[begin GIVEN RECORDS]
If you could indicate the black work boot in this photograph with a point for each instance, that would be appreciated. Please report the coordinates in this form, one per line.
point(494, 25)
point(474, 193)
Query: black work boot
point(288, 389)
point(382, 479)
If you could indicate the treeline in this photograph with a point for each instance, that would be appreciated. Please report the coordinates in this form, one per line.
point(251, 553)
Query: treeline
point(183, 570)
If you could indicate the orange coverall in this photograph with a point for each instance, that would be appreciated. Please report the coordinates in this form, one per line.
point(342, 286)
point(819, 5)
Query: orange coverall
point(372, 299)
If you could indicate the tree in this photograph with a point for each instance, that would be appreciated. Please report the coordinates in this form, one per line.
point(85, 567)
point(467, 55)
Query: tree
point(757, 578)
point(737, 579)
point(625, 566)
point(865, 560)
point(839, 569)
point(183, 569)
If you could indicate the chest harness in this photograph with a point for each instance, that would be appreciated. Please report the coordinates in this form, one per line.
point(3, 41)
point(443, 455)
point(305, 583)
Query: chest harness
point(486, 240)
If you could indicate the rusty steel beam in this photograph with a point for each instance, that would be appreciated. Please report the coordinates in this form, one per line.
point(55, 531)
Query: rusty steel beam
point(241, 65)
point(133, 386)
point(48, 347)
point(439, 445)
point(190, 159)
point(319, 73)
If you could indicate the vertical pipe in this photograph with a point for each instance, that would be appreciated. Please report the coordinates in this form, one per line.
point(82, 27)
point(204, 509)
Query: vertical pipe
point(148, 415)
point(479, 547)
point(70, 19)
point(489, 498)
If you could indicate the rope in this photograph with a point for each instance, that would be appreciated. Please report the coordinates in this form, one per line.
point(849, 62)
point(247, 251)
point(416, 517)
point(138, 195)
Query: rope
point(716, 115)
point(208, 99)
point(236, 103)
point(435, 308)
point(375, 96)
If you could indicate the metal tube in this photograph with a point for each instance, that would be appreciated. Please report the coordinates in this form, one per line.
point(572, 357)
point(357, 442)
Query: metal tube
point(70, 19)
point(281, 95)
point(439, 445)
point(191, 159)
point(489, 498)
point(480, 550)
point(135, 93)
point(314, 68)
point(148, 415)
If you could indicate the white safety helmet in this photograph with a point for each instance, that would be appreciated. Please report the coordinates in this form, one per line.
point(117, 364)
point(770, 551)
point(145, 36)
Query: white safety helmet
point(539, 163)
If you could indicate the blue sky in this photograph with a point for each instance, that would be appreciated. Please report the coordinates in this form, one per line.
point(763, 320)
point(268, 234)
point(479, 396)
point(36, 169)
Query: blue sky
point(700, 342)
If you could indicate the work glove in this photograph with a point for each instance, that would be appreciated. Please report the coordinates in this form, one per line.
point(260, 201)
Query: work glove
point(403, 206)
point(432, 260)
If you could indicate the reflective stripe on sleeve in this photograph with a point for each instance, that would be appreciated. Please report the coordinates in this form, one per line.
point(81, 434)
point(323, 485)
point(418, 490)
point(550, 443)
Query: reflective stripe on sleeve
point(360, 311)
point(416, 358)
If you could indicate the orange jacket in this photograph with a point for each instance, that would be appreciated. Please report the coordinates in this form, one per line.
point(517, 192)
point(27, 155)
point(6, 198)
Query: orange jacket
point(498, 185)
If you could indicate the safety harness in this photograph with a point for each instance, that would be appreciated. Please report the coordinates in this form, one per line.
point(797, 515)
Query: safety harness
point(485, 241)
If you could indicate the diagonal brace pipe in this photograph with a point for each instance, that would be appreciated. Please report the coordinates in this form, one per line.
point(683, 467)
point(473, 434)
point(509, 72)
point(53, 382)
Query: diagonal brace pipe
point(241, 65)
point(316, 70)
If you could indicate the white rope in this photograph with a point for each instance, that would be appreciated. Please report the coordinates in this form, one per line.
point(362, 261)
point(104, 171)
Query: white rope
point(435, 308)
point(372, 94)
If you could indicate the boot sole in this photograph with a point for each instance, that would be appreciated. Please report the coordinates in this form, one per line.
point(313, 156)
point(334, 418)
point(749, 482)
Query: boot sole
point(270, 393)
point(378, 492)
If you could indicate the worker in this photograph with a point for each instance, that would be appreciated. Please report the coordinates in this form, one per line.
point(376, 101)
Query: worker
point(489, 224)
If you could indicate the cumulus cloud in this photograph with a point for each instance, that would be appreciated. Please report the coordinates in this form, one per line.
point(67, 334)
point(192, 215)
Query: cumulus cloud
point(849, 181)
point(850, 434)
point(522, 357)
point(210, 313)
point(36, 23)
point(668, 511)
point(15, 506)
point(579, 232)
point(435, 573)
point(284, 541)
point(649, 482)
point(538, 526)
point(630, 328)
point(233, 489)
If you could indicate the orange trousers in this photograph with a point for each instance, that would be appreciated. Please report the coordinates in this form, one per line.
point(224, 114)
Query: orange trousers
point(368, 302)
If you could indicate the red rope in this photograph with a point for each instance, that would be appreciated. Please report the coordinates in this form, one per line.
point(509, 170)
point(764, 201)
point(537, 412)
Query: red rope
[end GIVEN RECORDS]
[begin GIVEN RECORDS]
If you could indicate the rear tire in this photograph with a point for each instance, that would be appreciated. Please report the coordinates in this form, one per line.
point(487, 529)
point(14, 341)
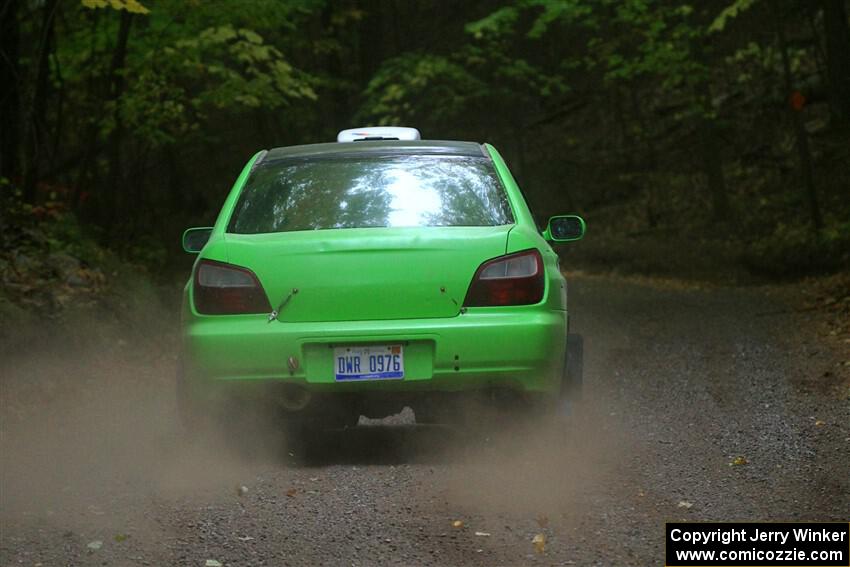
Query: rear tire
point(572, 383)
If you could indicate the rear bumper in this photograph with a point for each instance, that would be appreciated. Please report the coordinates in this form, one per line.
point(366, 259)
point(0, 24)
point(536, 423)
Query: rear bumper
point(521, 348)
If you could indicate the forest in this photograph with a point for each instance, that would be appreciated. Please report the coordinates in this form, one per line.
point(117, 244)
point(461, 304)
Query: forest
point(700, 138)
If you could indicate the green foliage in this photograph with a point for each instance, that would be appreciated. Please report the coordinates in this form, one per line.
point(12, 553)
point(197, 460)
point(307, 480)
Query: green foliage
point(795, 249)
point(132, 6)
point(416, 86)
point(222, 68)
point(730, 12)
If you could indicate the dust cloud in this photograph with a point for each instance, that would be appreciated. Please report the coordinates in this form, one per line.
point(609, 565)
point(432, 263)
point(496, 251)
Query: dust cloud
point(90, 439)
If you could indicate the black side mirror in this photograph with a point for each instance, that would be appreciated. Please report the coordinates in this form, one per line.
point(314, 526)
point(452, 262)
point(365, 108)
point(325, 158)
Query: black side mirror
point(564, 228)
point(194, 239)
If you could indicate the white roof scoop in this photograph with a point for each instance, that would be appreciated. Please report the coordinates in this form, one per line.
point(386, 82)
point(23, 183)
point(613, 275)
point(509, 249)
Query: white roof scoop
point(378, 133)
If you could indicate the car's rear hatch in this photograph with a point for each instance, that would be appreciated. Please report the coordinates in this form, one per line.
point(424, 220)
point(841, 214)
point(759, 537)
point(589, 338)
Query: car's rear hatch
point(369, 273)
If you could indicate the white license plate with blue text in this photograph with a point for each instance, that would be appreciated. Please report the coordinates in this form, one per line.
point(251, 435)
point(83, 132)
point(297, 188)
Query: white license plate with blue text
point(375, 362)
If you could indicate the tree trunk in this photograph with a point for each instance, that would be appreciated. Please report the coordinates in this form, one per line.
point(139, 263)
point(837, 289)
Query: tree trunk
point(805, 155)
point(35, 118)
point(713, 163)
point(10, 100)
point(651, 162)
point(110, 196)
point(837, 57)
[end GIVEN RECORDS]
-- TASK REQUIREMENTS --
Reproduce the lines starting with the line with "If you could indicate the white license" and going on through the line with "point(837, 57)", replacing "tree trunk" with "tree stump" and leaving everything else untouched.

-- FULL ANSWER --
If you could indicate the white license plate with blue text in this photograph with a point for each instance, that would be appreciated. Please report the coordinates in this form, one per line.
point(251, 435)
point(83, 132)
point(297, 188)
Query: white license plate with blue text
point(375, 362)
If you could indicate the tree stump in this photograph with a point for each instance, that would be appreciated. Please report the coordinates in this form, one per line.
point(139, 263)
point(837, 289)
Query: tree stump
point(805, 155)
point(35, 118)
point(713, 163)
point(10, 100)
point(651, 162)
point(110, 196)
point(837, 57)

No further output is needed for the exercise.